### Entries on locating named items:
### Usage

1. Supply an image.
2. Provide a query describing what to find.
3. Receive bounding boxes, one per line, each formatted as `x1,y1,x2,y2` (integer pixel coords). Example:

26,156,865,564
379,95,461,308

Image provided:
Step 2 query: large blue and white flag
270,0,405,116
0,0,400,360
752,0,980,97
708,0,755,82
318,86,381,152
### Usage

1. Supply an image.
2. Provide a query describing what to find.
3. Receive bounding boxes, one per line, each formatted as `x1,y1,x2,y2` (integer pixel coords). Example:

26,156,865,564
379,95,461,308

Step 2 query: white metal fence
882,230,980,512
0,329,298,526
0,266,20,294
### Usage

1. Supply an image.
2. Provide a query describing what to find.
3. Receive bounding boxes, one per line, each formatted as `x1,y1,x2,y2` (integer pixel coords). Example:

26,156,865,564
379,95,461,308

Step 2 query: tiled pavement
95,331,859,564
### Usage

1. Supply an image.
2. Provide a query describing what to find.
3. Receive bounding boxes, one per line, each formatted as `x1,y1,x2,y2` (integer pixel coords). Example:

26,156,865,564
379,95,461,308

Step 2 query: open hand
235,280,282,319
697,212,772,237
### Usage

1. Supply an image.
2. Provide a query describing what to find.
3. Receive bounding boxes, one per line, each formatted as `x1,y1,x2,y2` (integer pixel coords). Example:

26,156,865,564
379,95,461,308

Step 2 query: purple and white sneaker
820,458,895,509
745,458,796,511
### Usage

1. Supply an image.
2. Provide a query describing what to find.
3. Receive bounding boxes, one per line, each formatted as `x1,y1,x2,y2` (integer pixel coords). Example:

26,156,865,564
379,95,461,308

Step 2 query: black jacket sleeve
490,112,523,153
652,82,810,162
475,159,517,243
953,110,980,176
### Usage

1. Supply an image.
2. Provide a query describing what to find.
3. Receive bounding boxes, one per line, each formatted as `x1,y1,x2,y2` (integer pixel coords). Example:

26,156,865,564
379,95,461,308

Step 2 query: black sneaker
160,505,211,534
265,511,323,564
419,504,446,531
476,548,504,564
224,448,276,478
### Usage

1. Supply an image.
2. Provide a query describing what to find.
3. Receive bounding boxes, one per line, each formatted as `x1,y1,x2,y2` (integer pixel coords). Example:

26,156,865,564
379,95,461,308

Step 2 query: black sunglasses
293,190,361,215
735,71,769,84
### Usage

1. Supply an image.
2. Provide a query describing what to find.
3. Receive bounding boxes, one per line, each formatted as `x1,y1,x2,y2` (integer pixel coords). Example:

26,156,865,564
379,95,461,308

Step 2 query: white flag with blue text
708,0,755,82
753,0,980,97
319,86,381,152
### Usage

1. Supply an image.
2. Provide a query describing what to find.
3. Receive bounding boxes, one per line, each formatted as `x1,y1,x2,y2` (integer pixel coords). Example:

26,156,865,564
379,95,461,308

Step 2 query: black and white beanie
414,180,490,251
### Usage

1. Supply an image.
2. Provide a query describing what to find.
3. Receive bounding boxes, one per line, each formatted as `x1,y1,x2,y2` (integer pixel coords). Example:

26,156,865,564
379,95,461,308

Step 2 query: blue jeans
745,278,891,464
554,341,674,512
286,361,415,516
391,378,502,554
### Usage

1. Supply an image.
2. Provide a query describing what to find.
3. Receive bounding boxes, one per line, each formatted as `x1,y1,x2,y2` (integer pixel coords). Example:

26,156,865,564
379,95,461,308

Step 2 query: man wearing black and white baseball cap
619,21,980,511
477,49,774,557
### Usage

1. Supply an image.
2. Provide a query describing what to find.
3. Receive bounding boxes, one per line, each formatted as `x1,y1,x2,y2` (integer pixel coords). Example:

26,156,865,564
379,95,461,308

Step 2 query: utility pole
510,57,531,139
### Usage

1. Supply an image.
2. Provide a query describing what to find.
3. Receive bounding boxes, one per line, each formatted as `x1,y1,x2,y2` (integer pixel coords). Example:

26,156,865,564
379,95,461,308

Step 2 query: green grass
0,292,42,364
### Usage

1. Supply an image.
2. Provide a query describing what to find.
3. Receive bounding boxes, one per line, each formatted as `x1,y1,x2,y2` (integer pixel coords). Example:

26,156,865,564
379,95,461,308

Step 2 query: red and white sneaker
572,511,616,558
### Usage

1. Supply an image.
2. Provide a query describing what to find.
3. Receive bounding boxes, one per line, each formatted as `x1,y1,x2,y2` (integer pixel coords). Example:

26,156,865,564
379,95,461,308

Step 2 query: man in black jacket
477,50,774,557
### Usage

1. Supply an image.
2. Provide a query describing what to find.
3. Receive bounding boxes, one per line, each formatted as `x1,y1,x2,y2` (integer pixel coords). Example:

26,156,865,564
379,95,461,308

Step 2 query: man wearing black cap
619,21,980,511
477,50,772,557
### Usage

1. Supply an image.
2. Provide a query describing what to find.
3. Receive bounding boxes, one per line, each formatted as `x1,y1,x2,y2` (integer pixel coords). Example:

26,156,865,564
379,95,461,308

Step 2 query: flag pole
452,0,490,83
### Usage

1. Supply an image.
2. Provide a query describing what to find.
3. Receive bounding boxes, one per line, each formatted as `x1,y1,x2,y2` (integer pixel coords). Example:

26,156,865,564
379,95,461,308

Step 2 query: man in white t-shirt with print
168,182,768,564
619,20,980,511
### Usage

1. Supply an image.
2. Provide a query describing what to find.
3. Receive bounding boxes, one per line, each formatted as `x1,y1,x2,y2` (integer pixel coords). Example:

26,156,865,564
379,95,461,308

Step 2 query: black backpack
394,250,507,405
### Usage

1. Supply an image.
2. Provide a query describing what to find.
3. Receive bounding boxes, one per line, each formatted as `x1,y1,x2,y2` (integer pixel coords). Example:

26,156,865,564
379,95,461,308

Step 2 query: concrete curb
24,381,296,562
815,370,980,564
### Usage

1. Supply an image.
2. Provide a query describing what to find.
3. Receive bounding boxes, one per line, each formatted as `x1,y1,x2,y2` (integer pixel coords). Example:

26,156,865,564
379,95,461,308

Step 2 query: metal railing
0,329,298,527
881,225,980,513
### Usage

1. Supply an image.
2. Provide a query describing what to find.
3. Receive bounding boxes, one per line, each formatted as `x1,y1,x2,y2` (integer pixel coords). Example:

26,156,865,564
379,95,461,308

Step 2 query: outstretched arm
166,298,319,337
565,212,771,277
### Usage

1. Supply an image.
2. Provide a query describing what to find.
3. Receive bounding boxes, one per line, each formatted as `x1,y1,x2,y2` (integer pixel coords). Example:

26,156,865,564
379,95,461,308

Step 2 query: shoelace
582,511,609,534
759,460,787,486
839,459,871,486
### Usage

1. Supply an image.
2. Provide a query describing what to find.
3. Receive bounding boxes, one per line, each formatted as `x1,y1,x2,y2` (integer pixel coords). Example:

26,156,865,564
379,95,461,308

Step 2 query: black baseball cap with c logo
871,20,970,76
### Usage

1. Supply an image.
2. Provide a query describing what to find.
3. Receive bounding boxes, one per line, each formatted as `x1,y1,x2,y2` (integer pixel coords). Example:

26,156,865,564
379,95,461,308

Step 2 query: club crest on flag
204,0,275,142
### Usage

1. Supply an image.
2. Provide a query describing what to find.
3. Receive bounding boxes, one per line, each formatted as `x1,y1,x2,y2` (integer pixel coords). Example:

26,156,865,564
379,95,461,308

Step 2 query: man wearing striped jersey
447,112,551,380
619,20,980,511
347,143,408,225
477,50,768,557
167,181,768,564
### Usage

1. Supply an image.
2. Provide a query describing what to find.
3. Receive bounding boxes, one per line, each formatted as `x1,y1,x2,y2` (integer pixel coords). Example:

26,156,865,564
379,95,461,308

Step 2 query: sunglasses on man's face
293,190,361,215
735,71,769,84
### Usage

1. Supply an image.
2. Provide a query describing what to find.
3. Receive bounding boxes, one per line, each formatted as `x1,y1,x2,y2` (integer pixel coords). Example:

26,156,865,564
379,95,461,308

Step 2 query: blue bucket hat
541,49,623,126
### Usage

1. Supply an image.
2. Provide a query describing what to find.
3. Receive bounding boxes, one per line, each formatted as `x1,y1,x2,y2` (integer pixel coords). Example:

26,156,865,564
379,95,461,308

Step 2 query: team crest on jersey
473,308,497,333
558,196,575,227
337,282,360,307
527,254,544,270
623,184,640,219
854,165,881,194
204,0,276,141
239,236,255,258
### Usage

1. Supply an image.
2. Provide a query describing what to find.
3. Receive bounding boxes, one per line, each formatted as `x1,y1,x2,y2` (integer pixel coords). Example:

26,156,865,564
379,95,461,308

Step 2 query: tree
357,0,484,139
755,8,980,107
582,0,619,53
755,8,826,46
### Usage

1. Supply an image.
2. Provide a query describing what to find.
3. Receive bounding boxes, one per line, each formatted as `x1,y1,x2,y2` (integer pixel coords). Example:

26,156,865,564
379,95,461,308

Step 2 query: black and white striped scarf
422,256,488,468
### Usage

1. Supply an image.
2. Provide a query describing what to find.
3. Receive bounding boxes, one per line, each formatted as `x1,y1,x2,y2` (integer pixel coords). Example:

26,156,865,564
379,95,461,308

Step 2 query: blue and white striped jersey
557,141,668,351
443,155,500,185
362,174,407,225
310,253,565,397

### Written task:
Reproduce word for word the stretch of the entries above, from their first line through the line containing "318,86,381,152".

### Result for this task:
### Usage

1. Supply an image.
2. Provide a query describing what to find.
3. Receive bounding boxes, one per line, each formatted as `x1,y1,x2,y2` (integer pixel coords). Example:

26,156,865,564
379,95,461,308

Image provided:
Step 2 query: large blue and white flag
270,0,405,116
0,0,400,360
752,0,980,97
708,0,755,82
318,86,381,152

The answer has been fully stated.